### Exercise aim
For every line of the material below, check for the string "order" and return the line if it is there.

### Extracted entries
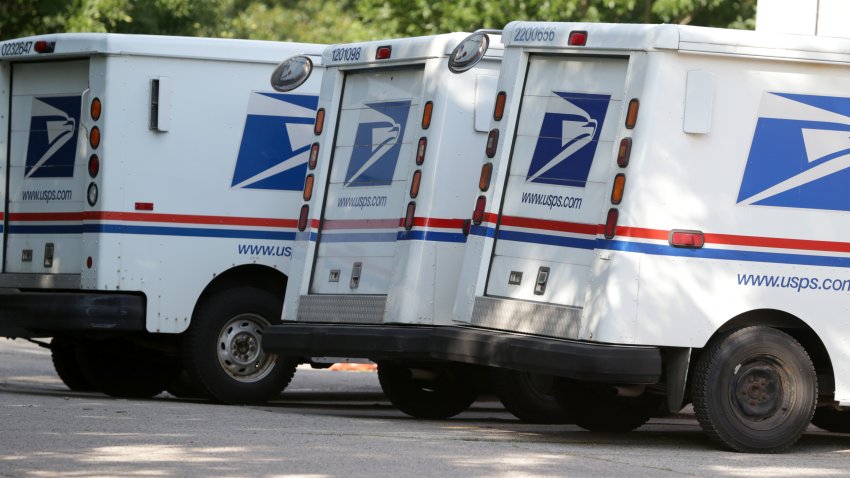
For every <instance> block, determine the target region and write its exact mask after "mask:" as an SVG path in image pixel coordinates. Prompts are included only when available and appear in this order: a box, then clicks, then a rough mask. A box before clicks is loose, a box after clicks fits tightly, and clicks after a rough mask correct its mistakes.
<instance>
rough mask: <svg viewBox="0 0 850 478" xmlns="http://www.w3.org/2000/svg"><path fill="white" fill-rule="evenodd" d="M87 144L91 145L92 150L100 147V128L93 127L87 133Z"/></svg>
mask: <svg viewBox="0 0 850 478" xmlns="http://www.w3.org/2000/svg"><path fill="white" fill-rule="evenodd" d="M89 144H91V147H92V149H96V148H97V147H98V146H100V128H98V127H97V126H93V127H92V129H91V131H89Z"/></svg>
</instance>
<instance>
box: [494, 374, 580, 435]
mask: <svg viewBox="0 0 850 478" xmlns="http://www.w3.org/2000/svg"><path fill="white" fill-rule="evenodd" d="M491 378H492V382H491V383H492V385H493V392H494V393H495V394H496V396H497V397H499V400H500V401H501V402H502V405H504V406H505V408H506V409H507V410H508V411H509V412H511V413H512V414H514V416H515V417H517V418H519V419H520V420H522V421H524V422H528V423H571V422H572V420H573V419H572V417H571V416H570V414H569V413H568V412H567V411H566V410H564V409H563V408H562V407H561V405H560V403H559V401H558V400H557V399H556V398H555V396H554V390H553V386H554V383H553V381H554V377H551V376H548V375H537V374H532V373H528V372H521V371H518V370H508V369H499V368H496V369H492V371H491Z"/></svg>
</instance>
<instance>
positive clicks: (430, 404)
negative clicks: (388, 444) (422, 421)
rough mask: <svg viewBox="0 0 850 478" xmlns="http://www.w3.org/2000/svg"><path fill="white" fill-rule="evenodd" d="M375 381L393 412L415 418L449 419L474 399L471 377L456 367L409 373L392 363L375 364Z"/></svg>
mask: <svg viewBox="0 0 850 478" xmlns="http://www.w3.org/2000/svg"><path fill="white" fill-rule="evenodd" d="M417 375H422V377H419V376H417ZM378 381H379V382H380V383H381V388H382V389H383V390H384V395H386V397H387V399H388V400H389V401H390V402H391V403H392V404H393V405H394V406H395V407H396V408H398V409H399V410H401V411H402V412H404V413H406V414H408V415H410V416H412V417H416V418H426V419H442V418H449V417H453V416H455V415H457V414H458V413H460V412H462V411H464V410H466V409H467V408H469V406H470V405H471V404H472V402H474V401H475V399H476V398H478V386H477V385H476V380H475V376H474V375H473V374H472V373H471V371H470V370H469V369H467V368H465V367H462V366H458V365H452V364H446V365H443V366H439V367H437V368H428V369H418V368H417V369H411V368H409V367H407V366H405V365H403V364H400V363H396V362H379V363H378Z"/></svg>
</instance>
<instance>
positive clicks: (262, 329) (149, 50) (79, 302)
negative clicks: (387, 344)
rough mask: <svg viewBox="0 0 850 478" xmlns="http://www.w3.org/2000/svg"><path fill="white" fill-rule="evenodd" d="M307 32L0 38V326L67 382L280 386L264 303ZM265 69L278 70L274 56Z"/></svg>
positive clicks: (291, 217)
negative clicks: (47, 354)
mask: <svg viewBox="0 0 850 478" xmlns="http://www.w3.org/2000/svg"><path fill="white" fill-rule="evenodd" d="M323 49H324V46H320V45H309V44H291V43H279V42H259V41H241V40H218V39H200V38H180V37H163V36H133V35H114V34H56V35H41V36H35V37H28V38H20V39H14V40H7V41H3V42H0V171H2V177H3V178H4V179H3V181H0V197H2V198H3V211H2V232H3V234H2V237H0V244H2V248H0V249H2V256H3V259H2V273H0V335H2V336H5V337H20V338H29V339H36V338H39V337H52V341H51V342H50V347H51V348H52V356H53V362H54V364H55V367H56V370H57V372H58V373H59V376H60V377H61V378H62V379H63V380H64V381H65V383H66V384H67V385H68V386H69V387H70V388H72V389H78V390H79V389H94V390H99V391H102V392H105V393H108V394H111V395H116V396H152V395H156V394H158V393H160V392H161V391H163V390H165V389H168V390H170V391H172V392H173V393H176V394H178V395H183V394H185V395H196V396H205V397H209V398H213V399H216V400H219V401H223V402H230V403H240V402H254V401H259V400H264V399H266V398H268V397H271V396H274V395H275V394H277V393H279V392H280V391H281V390H282V389H283V387H285V386H286V384H287V383H288V382H289V380H290V378H291V376H292V374H293V372H294V365H295V364H294V362H293V361H291V360H289V359H286V358H284V357H278V356H276V355H274V354H266V353H265V352H263V350H262V348H261V347H260V339H261V337H262V331H263V328H264V327H265V326H267V325H268V324H270V323H273V322H276V321H278V320H279V318H280V310H281V307H282V298H283V294H284V291H285V288H286V281H287V270H288V266H289V262H290V257H291V252H292V239H293V237H294V234H295V226H296V213H297V211H298V207H299V206H300V196H301V189H302V186H303V182H304V175H305V172H306V169H307V165H306V164H307V155H308V153H309V149H310V142H311V141H312V133H311V131H312V123H313V117H314V116H315V111H316V106H317V101H318V96H317V93H318V87H319V82H320V76H321V75H320V74H317V75H315V78H313V79H312V80H311V81H310V83H308V85H306V86H305V87H303V88H302V89H301V91H300V92H299V93H298V94H290V93H280V92H276V91H274V90H273V89H272V88H270V87H269V76H270V74H272V71H273V70H274V65H275V64H277V63H279V62H280V60H281V59H283V58H287V57H289V56H291V55H294V54H299V53H307V54H314V55H315V54H318V53H320V52H321V51H322V50H323ZM275 73H276V74H277V75H278V76H280V75H281V74H283V75H284V76H285V74H286V73H287V72H284V71H281V70H277V71H276V72H275Z"/></svg>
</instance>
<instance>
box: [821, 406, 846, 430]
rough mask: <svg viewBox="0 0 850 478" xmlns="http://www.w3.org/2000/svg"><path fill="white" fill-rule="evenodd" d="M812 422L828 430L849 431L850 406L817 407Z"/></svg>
mask: <svg viewBox="0 0 850 478" xmlns="http://www.w3.org/2000/svg"><path fill="white" fill-rule="evenodd" d="M812 424H813V425H814V426H816V427H818V428H822V429H824V430H826V431H828V432H834V433H850V408H846V407H845V408H841V409H835V408H829V407H824V408H818V409H817V410H815V416H814V417H813V418H812Z"/></svg>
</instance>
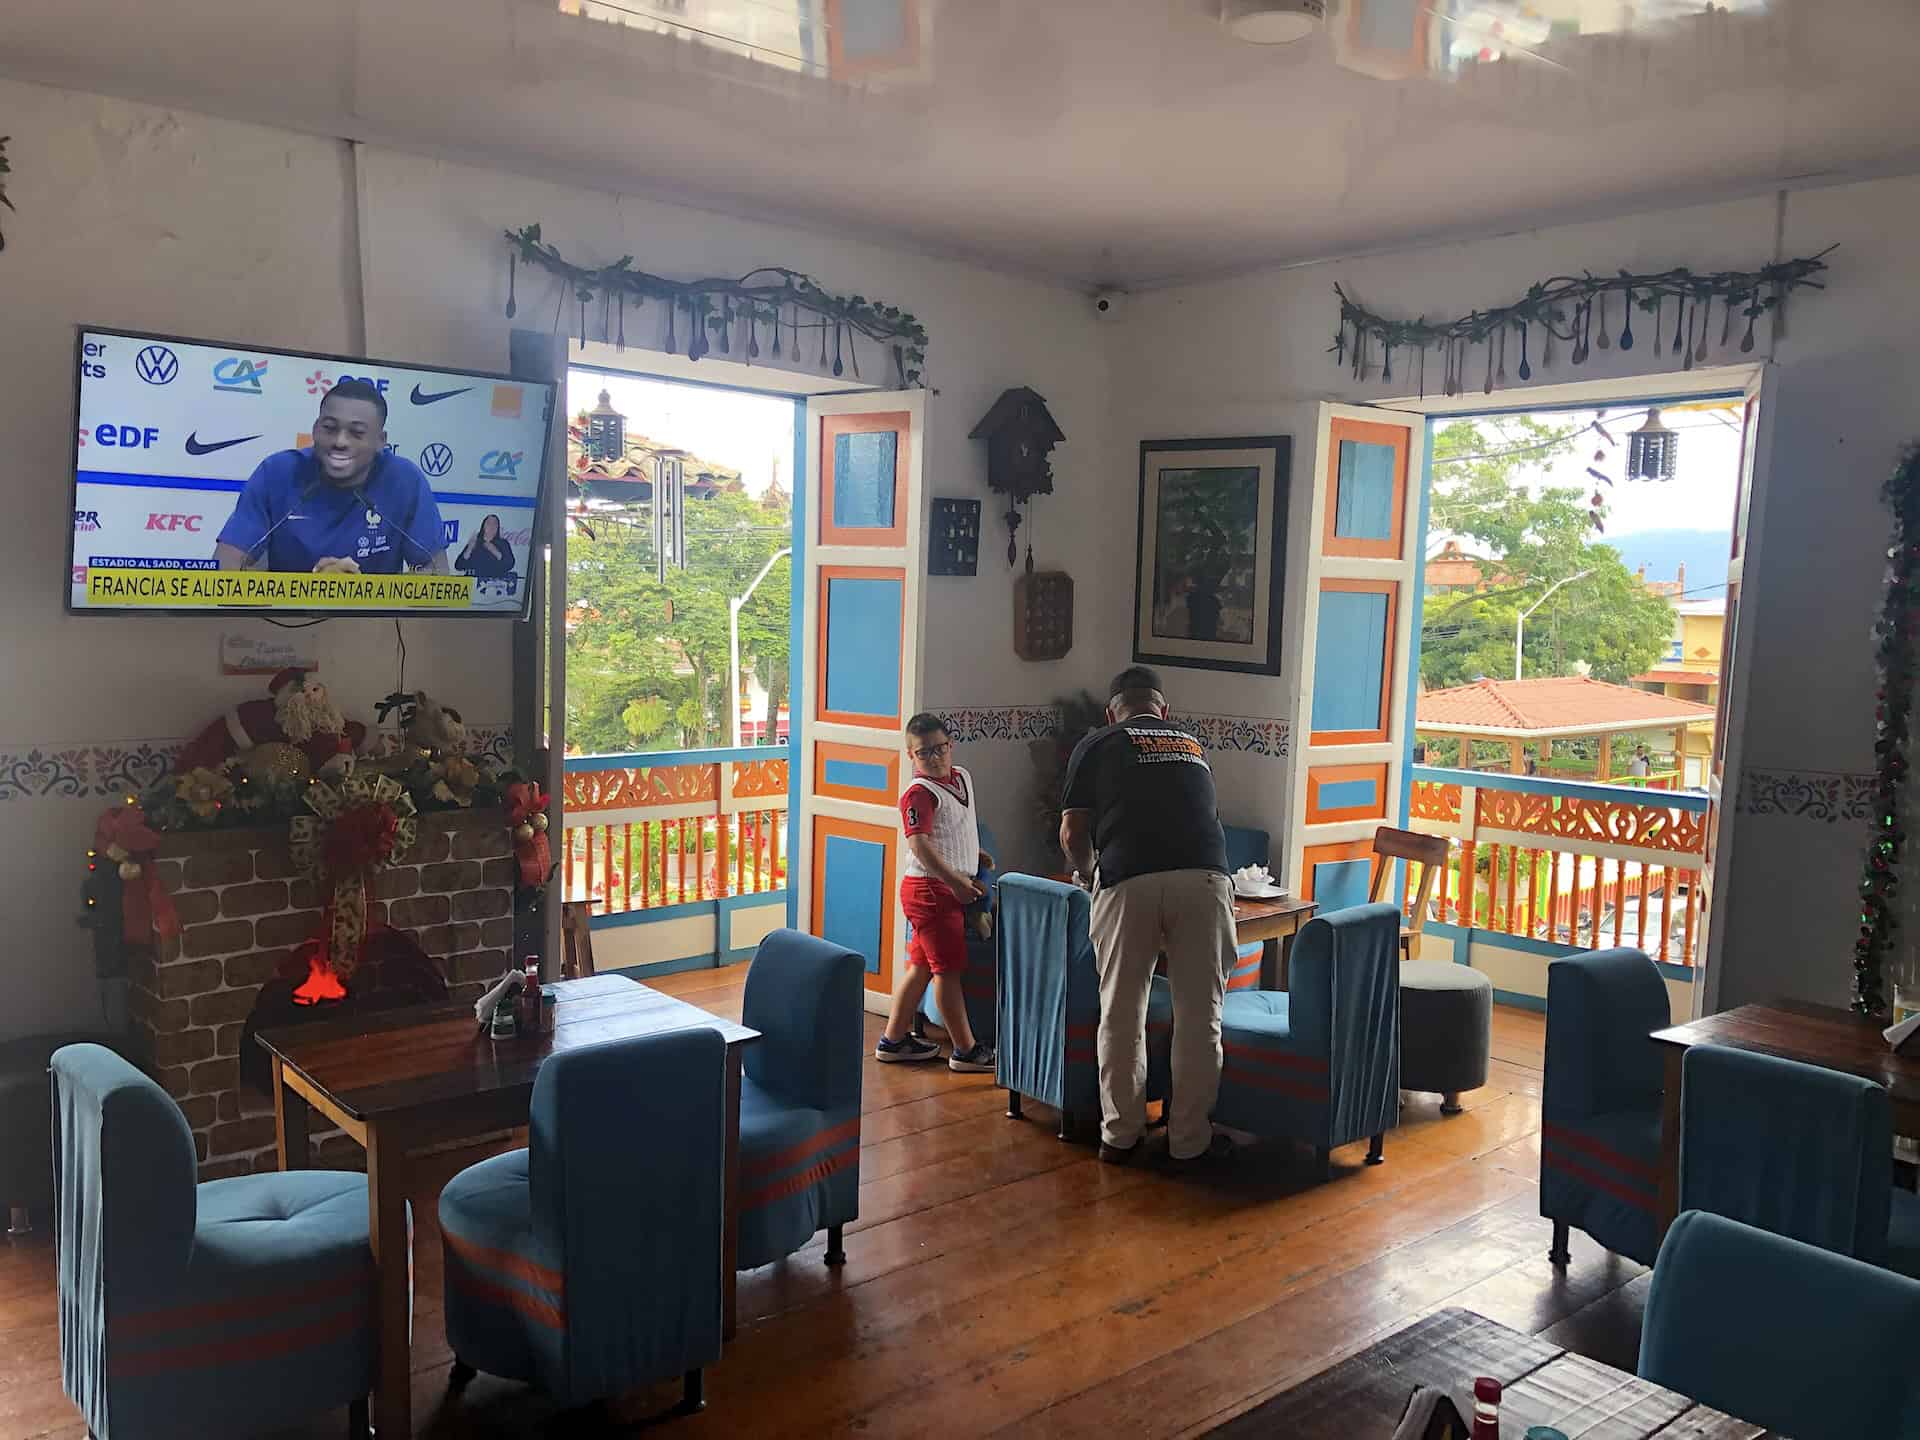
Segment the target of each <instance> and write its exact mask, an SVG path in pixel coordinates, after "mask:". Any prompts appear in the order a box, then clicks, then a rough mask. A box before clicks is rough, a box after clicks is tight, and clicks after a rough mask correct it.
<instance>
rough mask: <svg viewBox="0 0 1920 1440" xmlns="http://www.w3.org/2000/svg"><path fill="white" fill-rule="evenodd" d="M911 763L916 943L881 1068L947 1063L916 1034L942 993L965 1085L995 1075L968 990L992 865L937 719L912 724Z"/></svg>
mask: <svg viewBox="0 0 1920 1440" xmlns="http://www.w3.org/2000/svg"><path fill="white" fill-rule="evenodd" d="M906 755H908V758H910V760H912V766H914V780H912V781H910V783H908V787H906V789H904V791H902V793H900V828H902V829H904V831H906V862H904V866H902V868H904V876H902V877H900V908H902V910H904V912H906V920H908V924H910V925H912V927H914V939H912V941H910V943H908V947H906V968H904V970H902V973H900V979H899V983H897V985H895V989H893V1008H891V1010H889V1012H887V1029H885V1033H883V1035H881V1037H879V1041H877V1044H876V1046H874V1058H876V1060H879V1062H881V1064H899V1062H902V1060H939V1058H941V1046H937V1044H933V1043H931V1041H924V1039H920V1037H918V1035H914V1033H912V1023H914V1016H916V1014H918V1012H920V998H922V996H924V995H925V993H927V985H933V1000H935V1004H939V1008H941V1020H943V1021H947V1035H948V1037H952V1044H954V1052H952V1056H950V1058H948V1062H947V1068H948V1069H956V1071H960V1073H964V1075H966V1073H985V1071H991V1069H993V1060H995V1056H993V1046H991V1044H981V1043H979V1041H977V1039H973V1025H972V1023H970V1021H968V1014H966V991H964V989H962V987H960V975H962V973H964V972H966V908H968V906H970V904H972V902H973V900H977V899H981V897H983V895H985V893H987V887H985V885H981V883H979V879H977V872H981V870H985V868H987V864H989V860H987V854H985V852H983V851H981V849H979V818H977V814H975V801H977V797H975V793H973V776H970V774H968V772H966V770H962V768H960V766H956V764H954V762H952V756H954V745H952V737H950V735H948V733H947V722H945V720H941V718H939V716H937V714H924V712H922V714H916V716H914V718H912V720H908V722H906Z"/></svg>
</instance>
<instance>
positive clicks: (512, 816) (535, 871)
mask: <svg viewBox="0 0 1920 1440" xmlns="http://www.w3.org/2000/svg"><path fill="white" fill-rule="evenodd" d="M507 822H509V824H511V826H513V858H515V860H518V864H520V889H532V887H536V885H545V883H547V874H549V872H551V870H553V849H551V845H549V843H547V797H545V795H543V793H541V789H540V785H538V783H534V781H528V780H516V781H513V783H511V785H507Z"/></svg>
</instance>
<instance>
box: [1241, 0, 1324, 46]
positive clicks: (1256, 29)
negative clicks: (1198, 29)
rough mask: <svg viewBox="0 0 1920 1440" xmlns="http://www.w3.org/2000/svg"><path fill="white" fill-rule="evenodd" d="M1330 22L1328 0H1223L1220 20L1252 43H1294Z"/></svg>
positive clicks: (1248, 42) (1255, 43)
mask: <svg viewBox="0 0 1920 1440" xmlns="http://www.w3.org/2000/svg"><path fill="white" fill-rule="evenodd" d="M1323 19H1327V0H1219V21H1221V25H1225V27H1227V31H1229V33H1231V35H1233V36H1235V38H1236V40H1246V42H1248V44H1292V42H1294V40H1304V38H1308V36H1309V35H1313V31H1315V29H1319V25H1321V21H1323Z"/></svg>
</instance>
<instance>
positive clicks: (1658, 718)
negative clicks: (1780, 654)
mask: <svg viewBox="0 0 1920 1440" xmlns="http://www.w3.org/2000/svg"><path fill="white" fill-rule="evenodd" d="M1711 718H1713V707H1711V705H1695V703H1693V701H1676V699H1668V697H1667V695H1653V693H1651V691H1644V689H1632V687H1630V685H1609V684H1605V682H1603V680H1586V678H1582V676H1553V678H1540V680H1480V682H1476V684H1473V685H1455V687H1453V689H1434V691H1428V693H1427V695H1421V697H1419V705H1417V707H1415V718H1413V726H1415V730H1446V732H1452V733H1467V735H1471V733H1498V735H1538V733H1559V735H1580V733H1596V732H1603V730H1661V728H1670V726H1674V724H1686V722H1690V720H1711Z"/></svg>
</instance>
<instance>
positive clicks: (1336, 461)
mask: <svg viewBox="0 0 1920 1440" xmlns="http://www.w3.org/2000/svg"><path fill="white" fill-rule="evenodd" d="M1425 478H1427V417H1423V415H1409V413H1404V411H1382V409H1369V407H1354V405H1321V417H1319V440H1317V444H1315V453H1313V505H1311V509H1309V511H1308V576H1306V586H1304V591H1306V605H1304V622H1302V628H1300V691H1298V695H1296V697H1294V716H1292V737H1294V766H1292V795H1290V803H1288V808H1286V814H1288V822H1286V829H1288V837H1286V839H1288V845H1286V876H1288V885H1290V887H1292V891H1294V895H1298V897H1302V899H1308V900H1317V902H1319V906H1321V914H1327V912H1329V910H1340V908H1346V906H1350V904H1361V902H1365V899H1367V889H1369V885H1371V879H1373V831H1375V829H1379V828H1380V826H1386V824H1394V816H1398V814H1400V797H1402V793H1404V787H1405V776H1404V762H1405V753H1407V751H1405V737H1407V726H1411V724H1413V697H1411V695H1409V680H1411V672H1413V666H1411V655H1413V645H1415V641H1417V637H1419V614H1417V612H1415V611H1417V605H1419V576H1421V543H1423V540H1421V515H1423V511H1421V499H1423V493H1425Z"/></svg>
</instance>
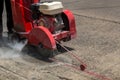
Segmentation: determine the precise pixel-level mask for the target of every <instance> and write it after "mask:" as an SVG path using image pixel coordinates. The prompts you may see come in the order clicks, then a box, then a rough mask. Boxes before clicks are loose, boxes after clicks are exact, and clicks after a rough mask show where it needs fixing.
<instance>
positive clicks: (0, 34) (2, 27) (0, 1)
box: [0, 0, 4, 38]
mask: <svg viewBox="0 0 120 80" xmlns="http://www.w3.org/2000/svg"><path fill="white" fill-rule="evenodd" d="M3 2H4V0H0V38H2V32H3V26H2V13H3Z"/></svg>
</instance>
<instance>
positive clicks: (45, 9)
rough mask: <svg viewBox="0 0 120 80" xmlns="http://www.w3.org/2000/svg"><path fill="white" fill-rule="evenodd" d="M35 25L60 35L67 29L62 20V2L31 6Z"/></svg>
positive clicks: (62, 8)
mask: <svg viewBox="0 0 120 80" xmlns="http://www.w3.org/2000/svg"><path fill="white" fill-rule="evenodd" d="M31 10H32V12H33V14H32V15H33V16H32V17H33V19H34V23H35V24H37V25H38V26H45V27H47V28H48V29H49V30H50V32H51V33H52V34H56V33H60V32H61V31H62V29H63V28H64V27H65V26H64V22H63V19H62V12H63V6H62V3H61V2H40V3H35V4H32V5H31Z"/></svg>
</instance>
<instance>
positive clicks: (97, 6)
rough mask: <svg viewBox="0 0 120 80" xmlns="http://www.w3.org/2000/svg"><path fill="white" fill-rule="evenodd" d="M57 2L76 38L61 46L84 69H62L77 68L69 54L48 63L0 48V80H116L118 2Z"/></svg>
mask: <svg viewBox="0 0 120 80" xmlns="http://www.w3.org/2000/svg"><path fill="white" fill-rule="evenodd" d="M59 1H62V2H63V4H64V7H65V8H66V9H70V10H71V11H72V12H73V14H74V15H75V19H76V28H77V38H76V39H74V40H71V41H70V42H66V43H63V45H66V46H67V47H69V48H70V49H71V52H73V53H74V54H75V55H76V56H78V57H79V58H80V59H81V60H82V61H83V62H84V63H85V64H86V65H87V69H86V70H85V71H80V70H76V68H72V67H68V66H64V65H65V63H68V64H75V65H78V66H79V64H80V62H79V61H78V60H76V58H73V57H72V56H71V55H69V52H63V54H59V55H57V56H56V58H57V59H58V60H59V61H60V62H56V61H55V62H49V61H43V60H40V59H37V58H36V57H34V56H31V55H28V54H22V53H21V52H19V51H16V50H11V49H9V48H7V47H4V48H1V49H0V51H1V52H0V55H2V57H1V58H0V80H120V18H119V17H120V14H119V13H120V0H59ZM5 15H6V14H3V16H4V19H5ZM4 24H5V22H4ZM4 28H5V26H4ZM4 31H6V29H4ZM32 54H37V52H36V51H34V50H32ZM63 62H65V63H63ZM89 71H90V72H94V73H90V72H89Z"/></svg>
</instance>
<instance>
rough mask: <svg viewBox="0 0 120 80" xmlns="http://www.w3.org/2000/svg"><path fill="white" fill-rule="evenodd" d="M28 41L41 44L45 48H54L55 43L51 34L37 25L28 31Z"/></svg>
mask: <svg viewBox="0 0 120 80" xmlns="http://www.w3.org/2000/svg"><path fill="white" fill-rule="evenodd" d="M28 42H29V43H30V44H32V45H36V46H38V45H39V44H42V45H43V47H44V48H47V49H51V50H55V49H56V43H55V40H54V38H53V36H52V34H51V33H50V31H49V30H48V29H47V28H45V27H43V26H37V27H36V28H34V29H33V30H32V31H31V32H30V34H29V38H28Z"/></svg>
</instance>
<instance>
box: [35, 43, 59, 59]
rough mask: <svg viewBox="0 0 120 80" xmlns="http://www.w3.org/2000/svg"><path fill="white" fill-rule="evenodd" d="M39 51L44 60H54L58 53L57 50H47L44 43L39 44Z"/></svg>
mask: <svg viewBox="0 0 120 80" xmlns="http://www.w3.org/2000/svg"><path fill="white" fill-rule="evenodd" d="M37 50H38V52H39V53H40V55H41V57H42V58H43V59H47V58H52V57H54V56H55V55H57V53H58V51H57V50H50V49H47V48H45V47H44V46H43V45H42V43H40V44H39V46H38V48H37Z"/></svg>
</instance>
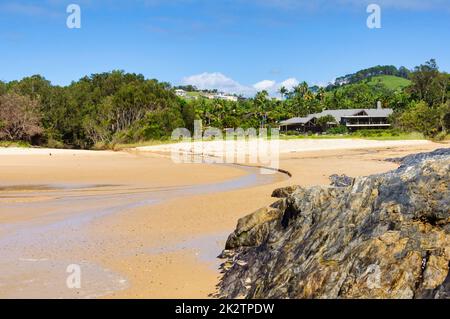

### Completed exercise
For every <instance> block, determine the target region and write its exact mask after "mask:" as an SVG path in image pixel coordinates. Prompts are included only when available and appear in this order: a box, then clicks, then a rough mask. A box before clicks is loose, a box after clicks fits tightly, and clicks after a rough mask correct its mistakes.
Segment the target of each <instance> and write its exact mask, an SVG path in pixel coordinates, after "mask:". Any prompts appear in the order a box, then clicks, then a rough mask. A box before clicks is rough, a box after clicks is tight, and clicks after a rough mask correct it.
Segmentation: determine the precise pixel-level mask for the target of every <instance> and write it after "mask:" as an SVG path using image pixel coordinates. The prompts you may see come in the order clicks, then a box, then a rough mask. Boxes before clicks are loose, boxes after clicks are exact, and clicks after a rough mask show where it needs fixing.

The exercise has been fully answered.